**Work to complete:** Wherever a picture appears, skip it and retype the rest of the data exactly.

────────────────────────────────────────

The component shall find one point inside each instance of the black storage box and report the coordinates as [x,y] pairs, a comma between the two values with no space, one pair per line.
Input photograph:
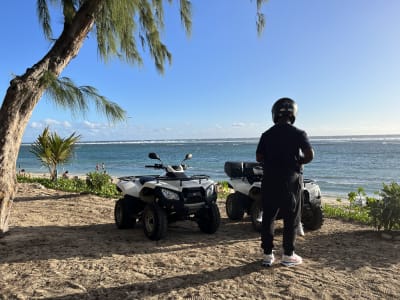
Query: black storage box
[248,168]
[234,169]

────────────────────────────────────────

**Task output:**
The component shall find one point inside each instance of the black storage box and report the coordinates as [x,y] pairs, a comma between the two values with no space, one pair per line.
Input photograph:
Query: black storage box
[248,168]
[234,169]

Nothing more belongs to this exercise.